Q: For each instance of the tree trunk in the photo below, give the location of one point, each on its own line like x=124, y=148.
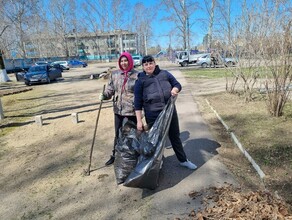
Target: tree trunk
x=3, y=74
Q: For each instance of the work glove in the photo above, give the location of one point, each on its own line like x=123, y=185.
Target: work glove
x=101, y=97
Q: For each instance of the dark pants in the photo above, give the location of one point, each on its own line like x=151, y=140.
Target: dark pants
x=173, y=135
x=118, y=124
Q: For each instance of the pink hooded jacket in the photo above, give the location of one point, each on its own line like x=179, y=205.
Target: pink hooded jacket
x=130, y=60
x=121, y=88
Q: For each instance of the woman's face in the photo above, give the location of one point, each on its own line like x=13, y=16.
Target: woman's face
x=149, y=67
x=124, y=63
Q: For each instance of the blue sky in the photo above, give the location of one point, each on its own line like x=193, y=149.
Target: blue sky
x=161, y=28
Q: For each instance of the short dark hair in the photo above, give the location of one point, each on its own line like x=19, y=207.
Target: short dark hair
x=147, y=59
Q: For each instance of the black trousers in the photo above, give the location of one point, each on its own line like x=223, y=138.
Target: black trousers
x=173, y=135
x=118, y=124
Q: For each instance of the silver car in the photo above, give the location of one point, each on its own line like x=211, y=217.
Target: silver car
x=205, y=61
x=63, y=64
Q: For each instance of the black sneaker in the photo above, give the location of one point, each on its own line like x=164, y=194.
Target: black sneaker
x=110, y=161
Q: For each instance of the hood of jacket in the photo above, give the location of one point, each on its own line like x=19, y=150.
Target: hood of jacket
x=130, y=61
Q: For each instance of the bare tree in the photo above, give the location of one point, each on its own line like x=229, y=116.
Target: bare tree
x=276, y=52
x=180, y=13
x=261, y=40
x=211, y=12
x=142, y=20
x=20, y=14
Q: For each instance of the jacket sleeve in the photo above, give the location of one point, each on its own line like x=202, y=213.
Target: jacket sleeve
x=138, y=95
x=173, y=81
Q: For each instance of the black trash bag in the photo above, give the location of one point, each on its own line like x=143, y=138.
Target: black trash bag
x=146, y=172
x=126, y=155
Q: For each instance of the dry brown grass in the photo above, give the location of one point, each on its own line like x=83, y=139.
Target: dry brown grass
x=267, y=139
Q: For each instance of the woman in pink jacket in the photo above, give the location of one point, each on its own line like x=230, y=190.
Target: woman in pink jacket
x=121, y=88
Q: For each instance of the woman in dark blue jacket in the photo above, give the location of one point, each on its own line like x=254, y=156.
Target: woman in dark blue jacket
x=152, y=90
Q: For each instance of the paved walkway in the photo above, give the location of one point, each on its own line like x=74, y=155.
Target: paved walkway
x=171, y=199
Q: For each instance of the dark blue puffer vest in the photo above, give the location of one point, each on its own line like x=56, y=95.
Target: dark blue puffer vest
x=156, y=90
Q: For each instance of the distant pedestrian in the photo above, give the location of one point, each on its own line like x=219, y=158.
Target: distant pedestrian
x=153, y=89
x=121, y=88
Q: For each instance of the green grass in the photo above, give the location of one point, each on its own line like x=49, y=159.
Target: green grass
x=21, y=107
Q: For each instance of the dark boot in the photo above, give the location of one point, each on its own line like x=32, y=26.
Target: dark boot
x=111, y=160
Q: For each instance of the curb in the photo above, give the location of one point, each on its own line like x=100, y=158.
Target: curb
x=239, y=145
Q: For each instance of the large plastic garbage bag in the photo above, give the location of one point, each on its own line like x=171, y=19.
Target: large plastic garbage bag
x=126, y=156
x=150, y=148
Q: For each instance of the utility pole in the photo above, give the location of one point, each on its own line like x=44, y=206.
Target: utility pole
x=145, y=41
x=3, y=73
x=210, y=31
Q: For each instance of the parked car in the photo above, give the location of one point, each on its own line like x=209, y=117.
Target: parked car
x=41, y=74
x=63, y=64
x=41, y=63
x=77, y=63
x=137, y=60
x=205, y=61
x=56, y=65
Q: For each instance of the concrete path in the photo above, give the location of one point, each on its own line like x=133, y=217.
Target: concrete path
x=171, y=198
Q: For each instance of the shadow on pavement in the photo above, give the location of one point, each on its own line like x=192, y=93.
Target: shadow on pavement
x=199, y=151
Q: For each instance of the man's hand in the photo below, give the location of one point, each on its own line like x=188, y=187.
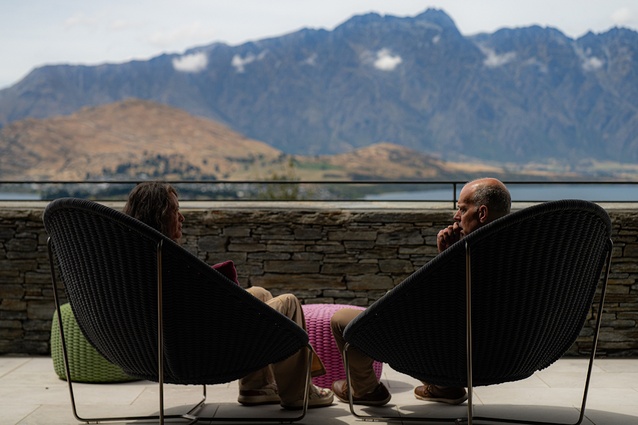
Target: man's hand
x=448, y=236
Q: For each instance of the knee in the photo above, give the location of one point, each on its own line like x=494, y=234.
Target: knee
x=341, y=318
x=260, y=293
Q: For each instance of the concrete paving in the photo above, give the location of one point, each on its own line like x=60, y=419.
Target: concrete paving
x=32, y=394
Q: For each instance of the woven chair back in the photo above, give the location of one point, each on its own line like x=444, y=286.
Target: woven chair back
x=534, y=275
x=214, y=331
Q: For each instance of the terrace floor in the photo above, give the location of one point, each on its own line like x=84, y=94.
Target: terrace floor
x=32, y=394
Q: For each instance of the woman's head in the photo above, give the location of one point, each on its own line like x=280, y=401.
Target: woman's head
x=155, y=204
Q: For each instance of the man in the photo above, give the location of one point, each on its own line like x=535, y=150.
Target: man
x=480, y=202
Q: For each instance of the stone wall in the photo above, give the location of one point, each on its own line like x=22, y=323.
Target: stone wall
x=320, y=253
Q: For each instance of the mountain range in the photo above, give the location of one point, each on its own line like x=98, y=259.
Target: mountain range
x=515, y=95
x=137, y=139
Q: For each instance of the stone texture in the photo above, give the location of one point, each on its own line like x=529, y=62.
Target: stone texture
x=322, y=255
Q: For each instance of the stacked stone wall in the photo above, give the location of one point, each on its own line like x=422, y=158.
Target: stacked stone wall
x=322, y=255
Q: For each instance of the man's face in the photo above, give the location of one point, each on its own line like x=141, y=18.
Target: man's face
x=468, y=214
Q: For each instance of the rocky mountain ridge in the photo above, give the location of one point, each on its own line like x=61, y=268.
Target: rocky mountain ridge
x=516, y=95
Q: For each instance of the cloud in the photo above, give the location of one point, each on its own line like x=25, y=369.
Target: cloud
x=239, y=63
x=187, y=33
x=79, y=20
x=386, y=61
x=622, y=16
x=593, y=63
x=494, y=60
x=195, y=62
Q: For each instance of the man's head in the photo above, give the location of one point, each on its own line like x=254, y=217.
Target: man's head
x=155, y=204
x=480, y=202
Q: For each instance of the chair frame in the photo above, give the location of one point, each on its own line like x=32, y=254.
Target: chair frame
x=469, y=358
x=190, y=415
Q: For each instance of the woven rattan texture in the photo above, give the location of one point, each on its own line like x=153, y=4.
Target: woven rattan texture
x=534, y=277
x=214, y=331
x=85, y=363
x=318, y=326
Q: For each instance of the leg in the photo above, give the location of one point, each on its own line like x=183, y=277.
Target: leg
x=364, y=380
x=259, y=387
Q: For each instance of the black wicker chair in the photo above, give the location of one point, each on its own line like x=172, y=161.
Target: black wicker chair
x=532, y=276
x=158, y=312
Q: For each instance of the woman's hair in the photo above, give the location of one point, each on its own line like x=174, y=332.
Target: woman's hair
x=151, y=203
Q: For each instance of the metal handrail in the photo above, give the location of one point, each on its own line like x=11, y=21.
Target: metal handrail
x=454, y=185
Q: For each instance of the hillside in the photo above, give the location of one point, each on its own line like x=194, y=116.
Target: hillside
x=127, y=139
x=136, y=139
x=516, y=95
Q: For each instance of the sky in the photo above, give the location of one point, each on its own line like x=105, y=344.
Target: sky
x=34, y=33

_ _ _

**What to do:**
Every line in the records above that contains the word "below" is to be copied out.

**Answer space:**
Q: For each instance of the tree trunk in the photo below, give the location of one point, each on its own line like x=124, y=148.
Q: For each instance of the man's hand in the photo below, give the location of one point, each on its own line like x=188, y=187.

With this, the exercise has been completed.